• Aim of the exercise:
Would you set down the data below exactly as shown?

•••••

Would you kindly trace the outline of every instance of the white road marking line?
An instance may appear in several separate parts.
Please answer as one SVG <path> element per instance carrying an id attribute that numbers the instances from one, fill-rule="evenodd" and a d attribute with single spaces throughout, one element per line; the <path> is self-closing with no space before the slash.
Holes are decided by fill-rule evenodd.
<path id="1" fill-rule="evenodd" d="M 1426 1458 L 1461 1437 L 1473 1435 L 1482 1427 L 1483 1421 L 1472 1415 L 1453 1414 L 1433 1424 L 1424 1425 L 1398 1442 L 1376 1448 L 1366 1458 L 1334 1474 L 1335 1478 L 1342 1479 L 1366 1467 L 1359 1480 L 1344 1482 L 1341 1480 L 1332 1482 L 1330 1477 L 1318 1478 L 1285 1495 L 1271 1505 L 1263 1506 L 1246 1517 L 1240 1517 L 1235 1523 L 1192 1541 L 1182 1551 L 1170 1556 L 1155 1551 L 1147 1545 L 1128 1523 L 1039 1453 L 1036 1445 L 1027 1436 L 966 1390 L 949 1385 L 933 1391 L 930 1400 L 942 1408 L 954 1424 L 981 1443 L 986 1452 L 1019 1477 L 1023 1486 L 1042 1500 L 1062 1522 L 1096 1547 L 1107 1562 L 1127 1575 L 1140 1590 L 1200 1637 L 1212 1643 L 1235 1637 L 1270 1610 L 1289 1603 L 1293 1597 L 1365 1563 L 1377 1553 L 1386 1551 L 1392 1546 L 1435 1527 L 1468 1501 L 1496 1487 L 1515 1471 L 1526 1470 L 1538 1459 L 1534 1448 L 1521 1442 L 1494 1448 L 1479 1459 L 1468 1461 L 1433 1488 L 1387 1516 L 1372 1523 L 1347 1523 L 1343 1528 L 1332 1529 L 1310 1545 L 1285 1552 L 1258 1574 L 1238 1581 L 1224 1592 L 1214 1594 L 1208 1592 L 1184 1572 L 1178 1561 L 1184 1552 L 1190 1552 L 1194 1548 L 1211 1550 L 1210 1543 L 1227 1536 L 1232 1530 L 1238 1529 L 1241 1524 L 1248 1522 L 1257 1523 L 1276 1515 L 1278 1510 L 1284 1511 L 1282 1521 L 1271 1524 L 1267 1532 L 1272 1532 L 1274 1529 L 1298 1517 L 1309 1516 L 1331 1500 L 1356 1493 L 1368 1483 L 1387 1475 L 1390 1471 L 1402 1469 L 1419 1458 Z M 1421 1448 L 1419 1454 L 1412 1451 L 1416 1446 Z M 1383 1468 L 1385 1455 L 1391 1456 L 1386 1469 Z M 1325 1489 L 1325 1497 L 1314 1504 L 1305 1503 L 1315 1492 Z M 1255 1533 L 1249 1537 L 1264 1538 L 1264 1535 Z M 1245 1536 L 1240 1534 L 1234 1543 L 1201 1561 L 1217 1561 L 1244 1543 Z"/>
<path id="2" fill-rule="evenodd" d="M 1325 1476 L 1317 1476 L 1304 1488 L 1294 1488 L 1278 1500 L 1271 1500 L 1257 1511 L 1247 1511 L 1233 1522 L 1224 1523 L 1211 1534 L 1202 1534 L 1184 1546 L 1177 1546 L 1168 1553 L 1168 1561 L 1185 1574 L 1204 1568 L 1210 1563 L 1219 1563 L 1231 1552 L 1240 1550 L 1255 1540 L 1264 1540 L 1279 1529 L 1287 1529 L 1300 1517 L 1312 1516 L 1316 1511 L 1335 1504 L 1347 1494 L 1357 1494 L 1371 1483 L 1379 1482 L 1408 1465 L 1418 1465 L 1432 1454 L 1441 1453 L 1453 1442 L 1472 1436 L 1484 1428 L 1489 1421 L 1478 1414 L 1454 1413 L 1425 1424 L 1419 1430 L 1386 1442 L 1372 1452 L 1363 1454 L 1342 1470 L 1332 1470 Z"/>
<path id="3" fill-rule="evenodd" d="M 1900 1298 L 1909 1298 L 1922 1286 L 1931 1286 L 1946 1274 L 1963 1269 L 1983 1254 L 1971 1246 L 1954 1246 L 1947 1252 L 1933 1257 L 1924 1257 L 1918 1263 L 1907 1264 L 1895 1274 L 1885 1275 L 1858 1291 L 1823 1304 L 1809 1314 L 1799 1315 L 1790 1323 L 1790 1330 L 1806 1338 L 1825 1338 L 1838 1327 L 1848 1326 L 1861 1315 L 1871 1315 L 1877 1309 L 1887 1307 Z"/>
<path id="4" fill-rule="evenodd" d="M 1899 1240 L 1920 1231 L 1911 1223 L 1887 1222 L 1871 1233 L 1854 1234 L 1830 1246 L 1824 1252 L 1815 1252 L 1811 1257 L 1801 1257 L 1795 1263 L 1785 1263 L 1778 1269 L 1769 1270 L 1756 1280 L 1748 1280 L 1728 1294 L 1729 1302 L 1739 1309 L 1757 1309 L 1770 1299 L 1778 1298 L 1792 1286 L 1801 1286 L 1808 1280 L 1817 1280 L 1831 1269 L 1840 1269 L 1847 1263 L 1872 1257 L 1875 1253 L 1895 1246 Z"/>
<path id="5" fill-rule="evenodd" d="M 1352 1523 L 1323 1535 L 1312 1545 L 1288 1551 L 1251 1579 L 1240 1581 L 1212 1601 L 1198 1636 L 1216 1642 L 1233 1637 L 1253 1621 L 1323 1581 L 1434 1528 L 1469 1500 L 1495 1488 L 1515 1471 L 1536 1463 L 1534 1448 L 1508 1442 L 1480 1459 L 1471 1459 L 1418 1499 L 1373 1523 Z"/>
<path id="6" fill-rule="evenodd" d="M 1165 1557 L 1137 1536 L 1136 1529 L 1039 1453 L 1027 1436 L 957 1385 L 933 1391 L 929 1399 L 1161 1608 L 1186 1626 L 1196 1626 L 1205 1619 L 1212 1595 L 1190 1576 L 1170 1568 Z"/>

•••••

• Your solution:
Would you kindly trace the outline of every instance of the white road marking line?
An instance may appear in several separate parts.
Please answer as one SVG <path> element per instance carrying an id attribute that numbers the instances from one, fill-rule="evenodd" and a d attribute with single spaces throughout, one element per line; the <path> is self-closing with no space before the slash.
Holes are decided by fill-rule evenodd.
<path id="1" fill-rule="evenodd" d="M 1426 1458 L 1461 1437 L 1473 1435 L 1482 1427 L 1483 1421 L 1472 1415 L 1453 1414 L 1433 1424 L 1424 1425 L 1398 1442 L 1376 1448 L 1366 1458 L 1334 1474 L 1335 1478 L 1342 1479 L 1366 1467 L 1359 1480 L 1344 1482 L 1341 1480 L 1332 1482 L 1330 1477 L 1318 1478 L 1285 1495 L 1271 1505 L 1263 1506 L 1246 1517 L 1240 1517 L 1235 1523 L 1192 1541 L 1182 1551 L 1170 1556 L 1155 1551 L 1147 1545 L 1128 1523 L 1039 1453 L 1036 1445 L 1027 1436 L 966 1390 L 949 1385 L 933 1391 L 930 1400 L 942 1408 L 954 1424 L 981 1443 L 986 1452 L 1019 1477 L 1023 1486 L 1042 1500 L 1062 1522 L 1096 1547 L 1107 1562 L 1127 1575 L 1140 1590 L 1200 1637 L 1212 1643 L 1235 1637 L 1270 1610 L 1289 1603 L 1293 1597 L 1365 1563 L 1377 1553 L 1386 1551 L 1392 1546 L 1435 1527 L 1468 1501 L 1496 1487 L 1515 1471 L 1526 1470 L 1538 1459 L 1534 1448 L 1521 1442 L 1494 1448 L 1479 1459 L 1468 1461 L 1433 1488 L 1387 1516 L 1372 1523 L 1347 1523 L 1343 1528 L 1332 1529 L 1310 1545 L 1285 1552 L 1258 1574 L 1238 1581 L 1224 1592 L 1214 1594 L 1208 1592 L 1184 1572 L 1178 1561 L 1184 1552 L 1190 1552 L 1194 1548 L 1211 1550 L 1210 1543 L 1227 1536 L 1232 1530 L 1238 1529 L 1241 1524 L 1248 1522 L 1257 1523 L 1276 1515 L 1278 1510 L 1284 1511 L 1282 1521 L 1271 1524 L 1267 1532 L 1272 1532 L 1274 1529 L 1298 1517 L 1309 1516 L 1331 1500 L 1356 1493 L 1368 1483 L 1387 1475 L 1390 1471 L 1402 1469 L 1419 1458 Z M 1421 1448 L 1419 1454 L 1412 1451 L 1416 1446 Z M 1383 1468 L 1385 1455 L 1391 1456 L 1386 1469 Z M 1325 1489 L 1325 1497 L 1314 1504 L 1305 1503 L 1315 1492 Z M 1255 1533 L 1249 1537 L 1264 1538 L 1264 1535 Z M 1245 1536 L 1240 1534 L 1234 1543 L 1201 1561 L 1217 1561 L 1244 1543 Z"/>
<path id="2" fill-rule="evenodd" d="M 1325 1476 L 1317 1476 L 1304 1488 L 1294 1488 L 1278 1500 L 1271 1500 L 1257 1511 L 1247 1511 L 1233 1522 L 1224 1523 L 1211 1534 L 1202 1534 L 1184 1546 L 1177 1546 L 1168 1553 L 1168 1561 L 1185 1574 L 1204 1568 L 1210 1563 L 1219 1563 L 1231 1552 L 1240 1550 L 1255 1540 L 1264 1540 L 1279 1529 L 1287 1529 L 1300 1517 L 1312 1516 L 1316 1511 L 1335 1504 L 1347 1494 L 1357 1494 L 1371 1483 L 1379 1482 L 1408 1465 L 1418 1465 L 1432 1454 L 1441 1453 L 1453 1442 L 1472 1436 L 1484 1428 L 1489 1421 L 1478 1414 L 1454 1413 L 1425 1424 L 1419 1430 L 1386 1442 L 1372 1452 L 1363 1454 L 1342 1470 L 1332 1470 Z"/>
<path id="3" fill-rule="evenodd" d="M 1900 1298 L 1909 1298 L 1922 1286 L 1931 1286 L 1946 1274 L 1963 1269 L 1983 1254 L 1971 1246 L 1954 1246 L 1947 1252 L 1933 1257 L 1924 1257 L 1918 1263 L 1907 1264 L 1895 1274 L 1885 1275 L 1858 1291 L 1823 1304 L 1809 1314 L 1799 1315 L 1790 1323 L 1790 1330 L 1806 1338 L 1825 1338 L 1838 1327 L 1848 1326 L 1861 1315 L 1871 1315 L 1877 1309 L 1887 1307 Z"/>
<path id="4" fill-rule="evenodd" d="M 1899 1240 L 1920 1231 L 1911 1223 L 1887 1222 L 1871 1233 L 1854 1234 L 1830 1246 L 1824 1252 L 1815 1252 L 1811 1257 L 1801 1257 L 1795 1263 L 1785 1263 L 1778 1269 L 1769 1270 L 1756 1280 L 1748 1280 L 1728 1294 L 1729 1302 L 1739 1309 L 1757 1309 L 1770 1299 L 1778 1298 L 1792 1286 L 1801 1286 L 1808 1280 L 1817 1280 L 1831 1269 L 1840 1269 L 1847 1263 L 1872 1257 L 1875 1253 L 1895 1246 Z"/>
<path id="5" fill-rule="evenodd" d="M 1352 1523 L 1323 1535 L 1312 1545 L 1288 1551 L 1251 1579 L 1240 1581 L 1212 1601 L 1198 1636 L 1216 1642 L 1233 1637 L 1253 1621 L 1323 1581 L 1434 1528 L 1469 1500 L 1495 1488 L 1515 1471 L 1536 1463 L 1534 1448 L 1508 1442 L 1480 1459 L 1471 1459 L 1418 1499 L 1373 1523 Z"/>
<path id="6" fill-rule="evenodd" d="M 1165 1557 L 1137 1536 L 1136 1529 L 1039 1453 L 1027 1436 L 957 1385 L 933 1391 L 929 1399 L 1161 1608 L 1186 1626 L 1196 1626 L 1205 1619 L 1212 1595 L 1190 1576 L 1170 1568 Z"/>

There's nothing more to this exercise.